> **Excerpted passage**
§ §
The title is misleading. The guitar was never only mine.
My dad bought a guitar from Costco for about 90 bucks in 2000, around the time my parents finally settled down in the United States. I didn’t start playing guitar until I was in 8th grade.
Recently, I returned to my childhood home to find that the guitar had been completely ruined. The strings were wound so tightly that the bottom half of the guitar had been ripped up.
My dad and I tried to salvage it with industrial-strength superglue and Lego pieces to keep the strings in place. Sadly, the bottom half of the guitar was completely ruined, and even after the attempts to fix it, it would fall out of tune almost immediately, the superglue straining and cracking at the wooden plaster.
The way I write about the death of this guitar is very clinical. When I first discovered it in its ruined state, however, I was a wreck. I had just returned to my childhood home for the first time in a while, and just being back in the small town, feeling trapped by the weight of responsibility to my family, was already overwhelming enough. When I saw my broken guitar, I completely collapsed crying.
This had been the guitar I had written my very first song on, a song professing my love for someone who I had a crush on at the time. I sang it to her. Three years later, we would stop talking.
At the very bottom of the guitar was a clump of duct tape residue, left over from when I attempted to make a guitar strap out of fabric and duct tape. I’ve always enjoyed performing live, so when I was in 8th and 9th grade, I had frequent Instagram lives where I would play my songs. To this day, I still maintain that passion for live performance.
Part of the reason I loved that guitar so much is that I suck at production. I’ve never really learned about music production, and the few times I’ve attempted haven’t gone well. I’m someone who really loves the stripped-down sound of just a voice and an instrument. Performers like Laufey, who I saw perform last summer, are an excellent example of how achievable this is.
I’m sure I could learn if I really put effort into it, but a large part of why I make music isn’t to put it out there to gain traction. I usually only play my songs live to people who I trust because what I write is usually extremely vulnerable. I would often write music only when my parents weren’t home as I felt I couldn’t even trust them with my music. The music I write is a way for me to communicate what I feel to the people I care about in an understandable way.
It’s strange to be so passionate about music when I don’t really have much to show for it. I have hundreds of songs recorded in voice memos and stored across Google Docs and my notes app, but I don’t have any of them polished and available to stream anywhere. But oddly, I think that it’s been rather comforting to confine my music to just my small world.
I refused to take guitar lessons in high school. All my other skills, such as the sport I play and even writing, have been commodified in some capacity. My songs feel like the one piece of me that I have control over.
It’s a strange feeling, to produce a creative work and know that at the end of the day, I might be the only person to ever see it. In a world where social media is everywhere, and everyone’s constantly posting about what they’re creating and what they’re doing, the pressure to prove to others that you’re creating something valuable is immense.
Writing music had been a survival mechanism for me. I had believed that it, along with my mental illness, would disappear from my life when I headed to college. Some of the best songs I’ve written have been during my first semester of college.
I wrote “american man,” a song about toxic masculinity, during my first week in college. I snuck into a music practice room and spent an hour putting the chords down to the words I scrawled on post-it notes. I didn’t even realize how badly I missed writing until I realized that I had finished writing an entire song in one sitting, something that happens in the rare instance that I get an overwhelming burst of inspiration.
§ §
[Stored data]
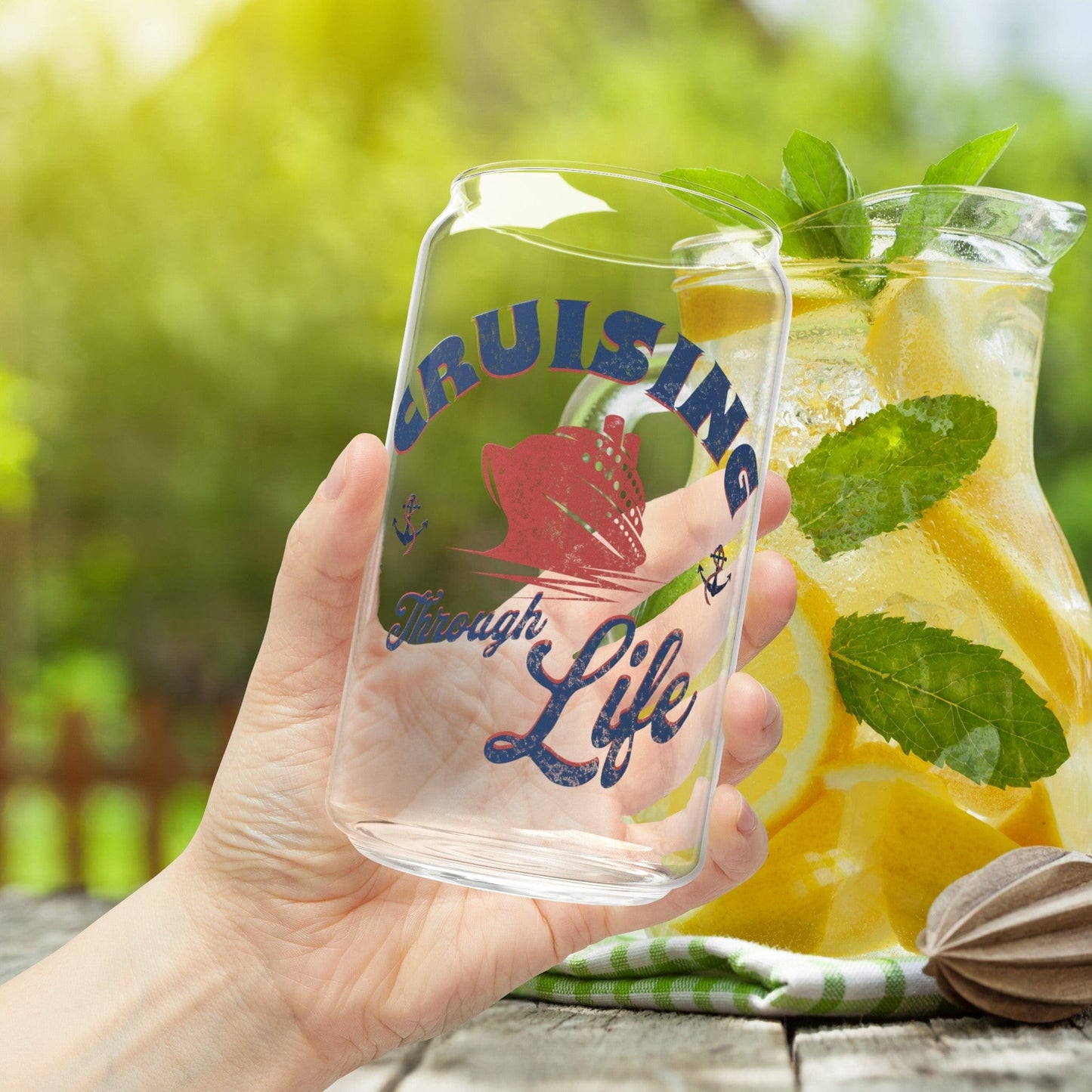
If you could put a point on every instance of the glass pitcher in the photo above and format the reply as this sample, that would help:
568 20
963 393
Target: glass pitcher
936 679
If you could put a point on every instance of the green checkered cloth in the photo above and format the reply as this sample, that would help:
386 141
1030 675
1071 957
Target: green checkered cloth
723 976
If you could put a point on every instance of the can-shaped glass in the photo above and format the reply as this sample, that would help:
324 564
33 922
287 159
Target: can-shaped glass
525 708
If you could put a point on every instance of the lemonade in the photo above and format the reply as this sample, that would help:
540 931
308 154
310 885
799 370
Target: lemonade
865 831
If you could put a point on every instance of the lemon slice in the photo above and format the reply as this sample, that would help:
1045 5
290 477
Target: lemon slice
797 667
924 843
1060 657
711 311
787 902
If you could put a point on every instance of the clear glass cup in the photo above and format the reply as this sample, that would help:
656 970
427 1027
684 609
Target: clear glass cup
511 719
865 831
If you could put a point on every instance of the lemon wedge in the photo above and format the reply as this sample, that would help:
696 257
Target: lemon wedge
795 667
711 311
787 902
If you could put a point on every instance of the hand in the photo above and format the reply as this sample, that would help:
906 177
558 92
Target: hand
367 957
271 954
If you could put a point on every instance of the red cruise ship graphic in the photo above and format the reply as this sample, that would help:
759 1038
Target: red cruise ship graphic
574 501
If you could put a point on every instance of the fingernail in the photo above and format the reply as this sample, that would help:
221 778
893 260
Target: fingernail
772 709
336 480
746 821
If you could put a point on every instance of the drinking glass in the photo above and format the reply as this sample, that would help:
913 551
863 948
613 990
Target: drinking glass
517 708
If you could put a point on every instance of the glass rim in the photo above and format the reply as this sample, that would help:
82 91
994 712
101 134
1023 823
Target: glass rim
1010 196
765 233
1060 224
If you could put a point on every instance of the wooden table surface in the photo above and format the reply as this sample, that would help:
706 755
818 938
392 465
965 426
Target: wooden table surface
523 1045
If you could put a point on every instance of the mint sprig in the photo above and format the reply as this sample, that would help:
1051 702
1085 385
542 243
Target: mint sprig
816 177
817 183
883 471
946 700
779 206
928 212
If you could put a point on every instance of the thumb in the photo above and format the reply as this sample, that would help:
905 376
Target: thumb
301 667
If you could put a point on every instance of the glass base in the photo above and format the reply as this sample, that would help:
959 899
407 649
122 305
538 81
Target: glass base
537 865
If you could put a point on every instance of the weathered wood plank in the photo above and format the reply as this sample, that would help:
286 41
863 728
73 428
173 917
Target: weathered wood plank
522 1045
31 928
956 1055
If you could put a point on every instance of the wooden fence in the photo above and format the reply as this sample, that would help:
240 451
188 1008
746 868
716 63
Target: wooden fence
153 767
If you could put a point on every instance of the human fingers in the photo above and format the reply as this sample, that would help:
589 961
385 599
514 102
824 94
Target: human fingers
302 662
753 728
771 599
775 503
736 849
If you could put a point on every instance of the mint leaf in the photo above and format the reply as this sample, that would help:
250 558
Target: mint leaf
663 598
970 163
887 469
927 213
816 177
780 209
949 701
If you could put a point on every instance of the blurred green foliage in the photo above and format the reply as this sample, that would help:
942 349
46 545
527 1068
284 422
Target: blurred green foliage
203 282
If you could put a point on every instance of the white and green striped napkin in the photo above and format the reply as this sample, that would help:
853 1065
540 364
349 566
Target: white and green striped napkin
723 976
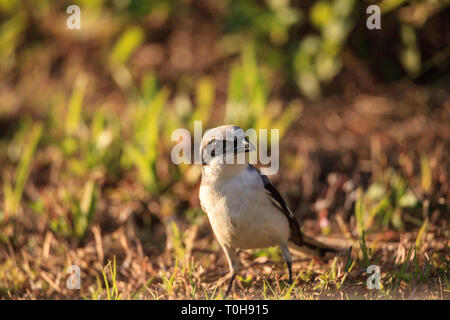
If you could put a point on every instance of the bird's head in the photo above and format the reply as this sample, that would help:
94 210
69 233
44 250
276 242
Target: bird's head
222 146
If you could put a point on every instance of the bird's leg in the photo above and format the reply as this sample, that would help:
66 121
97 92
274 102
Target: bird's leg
233 263
287 257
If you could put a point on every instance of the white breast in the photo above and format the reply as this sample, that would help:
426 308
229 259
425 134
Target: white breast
241 213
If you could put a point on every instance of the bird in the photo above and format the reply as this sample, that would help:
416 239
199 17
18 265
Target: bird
244 209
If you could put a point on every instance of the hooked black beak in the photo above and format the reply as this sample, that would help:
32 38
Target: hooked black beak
245 146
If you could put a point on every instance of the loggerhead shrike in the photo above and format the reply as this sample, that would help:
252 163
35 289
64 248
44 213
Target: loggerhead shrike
244 209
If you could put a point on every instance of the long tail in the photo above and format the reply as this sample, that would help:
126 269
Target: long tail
312 246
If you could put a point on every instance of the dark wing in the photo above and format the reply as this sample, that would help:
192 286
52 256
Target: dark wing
279 202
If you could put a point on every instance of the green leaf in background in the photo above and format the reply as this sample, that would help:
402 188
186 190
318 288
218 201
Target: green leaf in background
13 194
205 95
426 174
83 211
75 107
127 43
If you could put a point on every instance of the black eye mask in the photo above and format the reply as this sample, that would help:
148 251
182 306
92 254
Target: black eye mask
§ §
> **What is needed**
Summarize the guitar essay in two sentences. The lines have nothing to do with the guitar essay.

> **Response**
On returning to their childhood home, the writer found ruined beyond repair the guitar their dad bought in 2000, the one they wrote their very first song on, and collapsed crying at the sight. The writer explains that their songs are vulnerable and usually shared only live with people they trust rather than released to gain traction, and that songwriting, once a survival mechanism, produced some of their best songs during their first semester of college.